### [Assigned task]
Every entry must be duplicated precisely as written.

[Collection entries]

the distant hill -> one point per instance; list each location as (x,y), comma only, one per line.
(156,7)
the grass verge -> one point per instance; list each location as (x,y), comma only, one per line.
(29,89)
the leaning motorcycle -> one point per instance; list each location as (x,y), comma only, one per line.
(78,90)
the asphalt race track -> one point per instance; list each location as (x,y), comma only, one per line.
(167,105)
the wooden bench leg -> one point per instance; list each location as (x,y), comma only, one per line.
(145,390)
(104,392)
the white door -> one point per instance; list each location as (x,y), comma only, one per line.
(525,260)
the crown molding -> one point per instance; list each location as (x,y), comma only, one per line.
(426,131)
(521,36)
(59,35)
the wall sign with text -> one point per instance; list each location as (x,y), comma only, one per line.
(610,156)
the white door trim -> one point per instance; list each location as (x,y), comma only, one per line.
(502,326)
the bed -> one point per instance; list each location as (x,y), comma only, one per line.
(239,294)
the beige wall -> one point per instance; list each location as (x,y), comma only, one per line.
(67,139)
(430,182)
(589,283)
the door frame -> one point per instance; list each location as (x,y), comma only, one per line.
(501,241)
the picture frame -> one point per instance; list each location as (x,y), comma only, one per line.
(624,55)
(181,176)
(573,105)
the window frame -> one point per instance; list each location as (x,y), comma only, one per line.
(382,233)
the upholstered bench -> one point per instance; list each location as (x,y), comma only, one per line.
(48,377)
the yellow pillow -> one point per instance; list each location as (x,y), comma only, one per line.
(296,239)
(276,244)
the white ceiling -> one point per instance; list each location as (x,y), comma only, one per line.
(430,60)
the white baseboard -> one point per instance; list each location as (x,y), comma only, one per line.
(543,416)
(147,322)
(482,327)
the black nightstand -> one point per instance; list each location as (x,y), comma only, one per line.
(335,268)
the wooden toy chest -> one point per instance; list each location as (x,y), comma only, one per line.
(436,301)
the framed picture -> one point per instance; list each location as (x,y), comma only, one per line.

### [Task response]
the distant hill -> one point per instance; list each location as (x,y), comma only, one per line.
(156,7)
the grass verge -> one point per instance; list each location as (x,y), comma only, one per line.
(29,89)
the leaning motorcycle -> one point per instance; list each location as (x,y), comma only, one per line.
(78,90)
the asphalt race track -> one point per instance; list each location as (x,y), comma only, one per line.
(167,105)
the wooden bench leg -> one point per instance; list each location as (x,y), comma only, one per line.
(145,390)
(104,392)
the white door -> one point per instance; list each location as (x,y), comma only, one per line.
(525,260)
the crown molding -> one point per instance; list each location as (x,y), comma only, one per line.
(426,131)
(521,36)
(59,35)
the wall sign with text -> one point per instance; list each location as (x,y), comma only, one per line.
(610,156)
the white door trim -> one point per instance; list each location as (x,y), comma only, one per line.
(502,326)
the bed -> one point per instance; list each location as (x,y), comma only, one per line.
(239,294)
the beige wall -> one point per instance; list each location as (x,y), comma only, one per line.
(67,139)
(430,182)
(589,283)
the door frame -> one point per instance; list each location as (x,y), comma only, one per line.
(501,241)
the picture frame -> one point per instance; list each location as (x,y), comma only, one per line.
(624,55)
(181,176)
(573,105)
the window frame -> one point per instance; list each location as (x,y), comma only, one per line.
(382,233)
the upholstered bench -> one point per instance; list each location as (x,y), comma only, one per line.
(48,377)
the yellow pillow -> one point per instance; list each location as (x,y), comma only, one per line.
(296,239)
(276,244)
the white ceiling -> one point per instance; list each location as (x,y), comma only, one per line.
(430,60)
the white baseboard -> one point per instance; list each location as (x,y), comma only, one per line.
(543,416)
(147,322)
(482,327)
the black nightstand -> one point per instance; list each location as (x,y), comma only, one per line.
(335,268)
the wooden toy chest -> one point per instance; list each location as (x,y), comma only, one per line.
(436,301)
the framed picture -> one point per instance; list each location as (x,y), comma only, one per line.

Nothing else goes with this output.